* **TASK BRIEF**
Arrange every line of the records as a Markdown table with the columns Row and Line, numbering the rows and skipping any blank lines. Leave the pictures out of the table.

* **TASK INPUT**
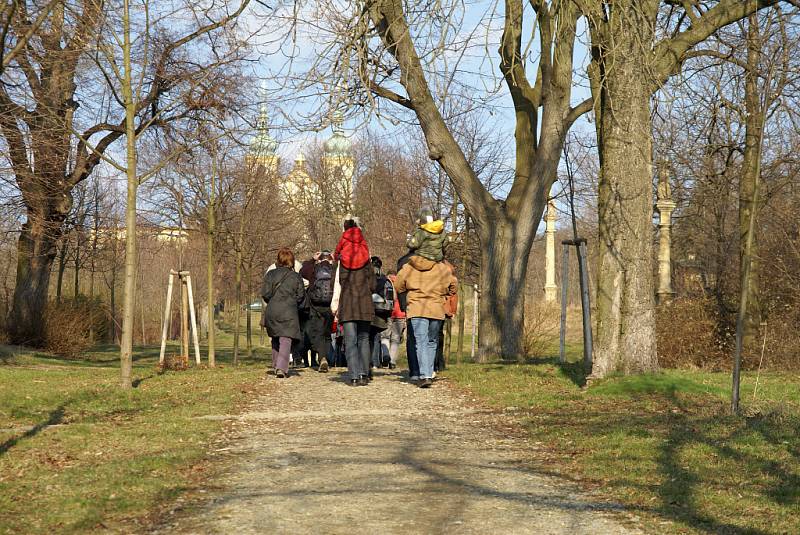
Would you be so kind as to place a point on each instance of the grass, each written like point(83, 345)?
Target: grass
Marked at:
point(665, 444)
point(78, 454)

* **RESPONSE FOR THIS EXERCISE**
| Row | Line |
|---|---|
| 1 | Would you be so kind as to place a point on each instance of the grass, each written like point(83, 345)? |
| 2 | Target: grass |
| 3 | Marked at: |
| 4 | point(665, 444) |
| 5 | point(78, 454) |